Input:
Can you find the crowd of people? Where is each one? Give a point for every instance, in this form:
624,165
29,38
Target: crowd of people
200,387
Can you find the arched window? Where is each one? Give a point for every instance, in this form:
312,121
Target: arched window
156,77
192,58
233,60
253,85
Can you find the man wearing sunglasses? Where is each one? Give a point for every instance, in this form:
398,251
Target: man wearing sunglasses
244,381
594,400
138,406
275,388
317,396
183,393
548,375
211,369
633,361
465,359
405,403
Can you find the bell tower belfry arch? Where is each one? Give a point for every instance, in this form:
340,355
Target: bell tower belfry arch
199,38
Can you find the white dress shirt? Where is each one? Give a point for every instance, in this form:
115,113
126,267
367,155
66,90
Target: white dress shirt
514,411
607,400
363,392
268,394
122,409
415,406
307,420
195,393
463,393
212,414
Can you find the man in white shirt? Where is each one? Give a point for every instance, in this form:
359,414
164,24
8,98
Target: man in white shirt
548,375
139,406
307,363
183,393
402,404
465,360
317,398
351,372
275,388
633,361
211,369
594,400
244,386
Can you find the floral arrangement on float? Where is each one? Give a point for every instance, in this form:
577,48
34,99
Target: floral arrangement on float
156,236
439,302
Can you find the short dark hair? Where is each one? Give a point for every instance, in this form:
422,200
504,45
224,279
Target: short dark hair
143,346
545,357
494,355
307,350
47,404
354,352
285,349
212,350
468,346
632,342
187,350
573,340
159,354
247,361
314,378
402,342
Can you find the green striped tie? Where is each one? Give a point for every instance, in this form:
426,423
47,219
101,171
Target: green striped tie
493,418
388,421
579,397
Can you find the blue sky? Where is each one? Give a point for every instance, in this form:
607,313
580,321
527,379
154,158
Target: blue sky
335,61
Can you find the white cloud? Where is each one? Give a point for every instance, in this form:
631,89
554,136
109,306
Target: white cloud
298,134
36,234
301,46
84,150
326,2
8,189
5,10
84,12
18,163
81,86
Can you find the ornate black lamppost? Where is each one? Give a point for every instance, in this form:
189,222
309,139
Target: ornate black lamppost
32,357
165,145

Instructions for the task: Search the data and copy each line containing "Where".

Answer for the task:
Can you find the crowd of people? Where is each one? Give a point for every instance, in this form:
Can you find the arched window? Where is each one? Give a point for every instance, in this form:
Can you find the man wearing sunglasses? Where is each one? Give a point for every instance, in this form:
Can you find the bell tower belfry arch? Where is each one? Give a point for every instance, in this form:
Can you find the white dress shirt? Where is each one? Give a point for every instance, in this form:
Can you find the man in white shirt? Where is each one? Give a point for every instance, in this form:
Can you find the floral arrangement on float? Where is each one? Give a point for every instance, in this form:
Can you find the short dark hair? Where is each one? Give a point for every instance, in this form:
Can you find the green striped tie? Where is each one? Give a point for every instance, in this form:
Can you find the blue sky? Where is each one? Give a point for every instance, in this form:
Can you find the white cloud? Where is each one? Give a point for every instance, in this form:
Can you find the ornate black lamppost? Where is each one? Give a point for every instance, in this form:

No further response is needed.